- **WORK TO COMPLETE**:
Word for word, repeat the entries, minus the pictures.

==== ENTRIES

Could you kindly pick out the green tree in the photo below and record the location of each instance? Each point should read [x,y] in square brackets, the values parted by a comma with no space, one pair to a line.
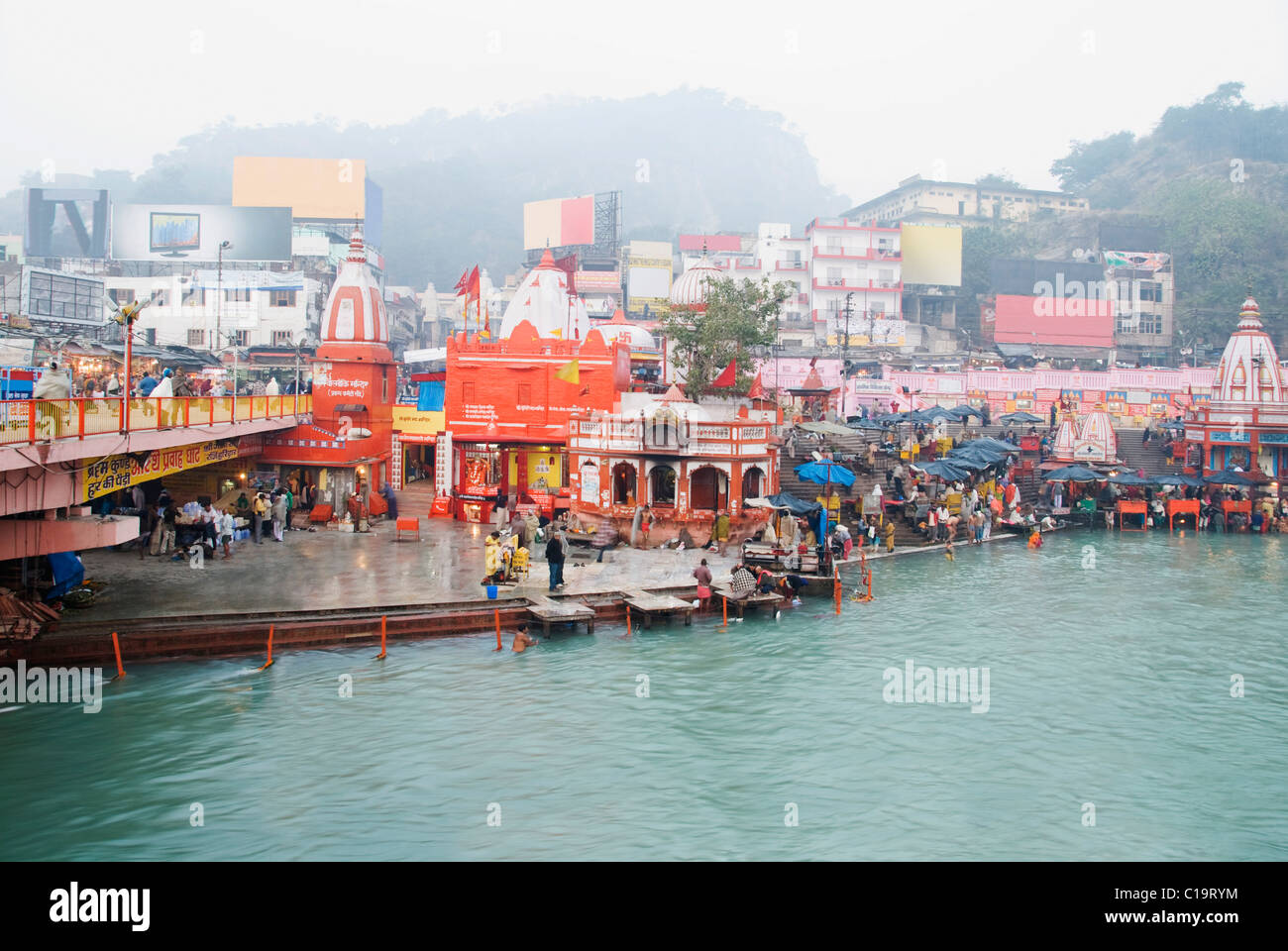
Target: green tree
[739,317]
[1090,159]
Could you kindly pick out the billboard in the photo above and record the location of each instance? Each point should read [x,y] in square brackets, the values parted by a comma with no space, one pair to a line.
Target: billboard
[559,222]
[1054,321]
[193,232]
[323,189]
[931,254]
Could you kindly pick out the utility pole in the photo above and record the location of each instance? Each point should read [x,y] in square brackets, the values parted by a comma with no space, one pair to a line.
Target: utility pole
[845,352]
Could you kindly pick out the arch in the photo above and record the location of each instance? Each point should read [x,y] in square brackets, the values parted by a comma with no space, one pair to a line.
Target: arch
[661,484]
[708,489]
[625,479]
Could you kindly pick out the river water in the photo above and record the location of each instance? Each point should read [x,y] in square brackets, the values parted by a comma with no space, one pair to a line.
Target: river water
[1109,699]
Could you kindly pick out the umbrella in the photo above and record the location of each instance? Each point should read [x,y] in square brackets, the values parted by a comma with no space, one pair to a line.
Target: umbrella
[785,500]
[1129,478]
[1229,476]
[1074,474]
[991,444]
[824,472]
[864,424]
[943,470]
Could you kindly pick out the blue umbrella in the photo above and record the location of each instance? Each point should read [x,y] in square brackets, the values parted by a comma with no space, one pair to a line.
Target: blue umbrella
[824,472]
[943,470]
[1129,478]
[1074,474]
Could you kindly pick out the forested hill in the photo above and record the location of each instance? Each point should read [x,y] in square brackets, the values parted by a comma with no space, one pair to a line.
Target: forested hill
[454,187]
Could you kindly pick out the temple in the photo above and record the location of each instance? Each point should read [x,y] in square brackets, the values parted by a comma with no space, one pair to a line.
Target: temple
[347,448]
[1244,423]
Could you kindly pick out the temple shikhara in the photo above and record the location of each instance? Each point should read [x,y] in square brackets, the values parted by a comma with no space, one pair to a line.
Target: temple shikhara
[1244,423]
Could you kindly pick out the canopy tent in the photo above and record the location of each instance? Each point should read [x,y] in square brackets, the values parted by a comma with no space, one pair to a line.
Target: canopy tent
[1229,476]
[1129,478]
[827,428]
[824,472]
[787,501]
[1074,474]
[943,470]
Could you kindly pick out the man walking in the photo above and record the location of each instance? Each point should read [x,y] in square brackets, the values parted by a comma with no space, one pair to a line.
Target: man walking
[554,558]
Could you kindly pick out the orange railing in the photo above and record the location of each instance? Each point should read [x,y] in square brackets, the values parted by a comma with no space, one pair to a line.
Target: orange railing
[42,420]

========

- **WRITTEN SOLUTION**:
Could you kindly pick out the green tree in the photo below and record the location of each instance? Each point should read [x,y] in square brackets, the values parted by a comma with no space, one pair to a line.
Target: green tree
[739,317]
[1090,159]
Could you kindly pick out the billboard in the photo above and record the location of each instance? Each point should read [x,y] in square brackets, the values parted by a comma with no space, one pair to a line.
Target: billboard
[559,222]
[1054,321]
[193,232]
[323,189]
[931,254]
Could you kindly pick out the utility pole in the photo above and record the location of each instance? Each point should read [x,y] in square brackets, the values parted by a comma with no space, one pair to a line.
Target: utility pole
[845,352]
Could you kindly pick out the arch in the photo above and record the location of each instance? Each point should read [x,y] in square brackets, the values parted by a comma with no space, one pair to a line.
Target: arch
[661,484]
[708,489]
[625,479]
Could you kindly pick out the river water in the photo above and record the location of each instance? Each point should read [x,y] in square brackets, the values parted by a comma with no space, one pair to a line.
Target: river water
[1109,699]
Could you kindly pick out the umbrella in the photo above and record the location of each instance? Each point should read [x,y] in square brackets, the values parted by a comma with no space, one pair to a line.
Target: umbrella
[785,500]
[1129,478]
[1229,476]
[1074,474]
[991,444]
[824,472]
[864,424]
[943,470]
Could you kindly pick out the blue umbrella in the photo above and record the location of each instance? Each point should read [x,y] in square brackets, the values parted by a comma with no space, one pair to a line.
Target: blue umbrella
[824,472]
[943,470]
[1129,478]
[1074,474]
Could you kindly pick out the forested hill in the photo above and record the location of each instance? Each point should read [x,y] in square brackets, the values parted by a comma with no space, one pair to a line.
Target: forested hill
[454,187]
Could you kindly pick out the temple in the photo above and record the location of each instance? Each point should read [x,y] in square brackets, the values parted by a comma with no space, one pair to a line.
Target: temple
[347,448]
[1244,423]
Could you kindly pick out the temple shikhara in the photo above and record the location of each instance? Each point should read [x,y] in square brackets, the values parted by a comma with no space, one pair to a line.
Target: temple shikhara
[1244,423]
Could you kindly pick out the canopy tent in the photo above and record the location of each instance? Each point should read [x,y] in square brackets, the values parted by a comma with no space, one pair to a line.
Target: canopy tent
[1229,476]
[1129,478]
[827,428]
[824,472]
[787,501]
[1074,474]
[943,470]
Could you kindly pick out the man walking in the photo above and record the location of each instance? Each point should read [x,y] in square brackets, the values parted by a comma with no space, one pair to a line.
Target: man walking
[554,558]
Could you kindly pick out the orange railing in the photo above and record the location of each instance? Each point should read [x,y] in square brackets, the values parted by a comma with no space, one pair to a line.
Target: orange railing
[42,420]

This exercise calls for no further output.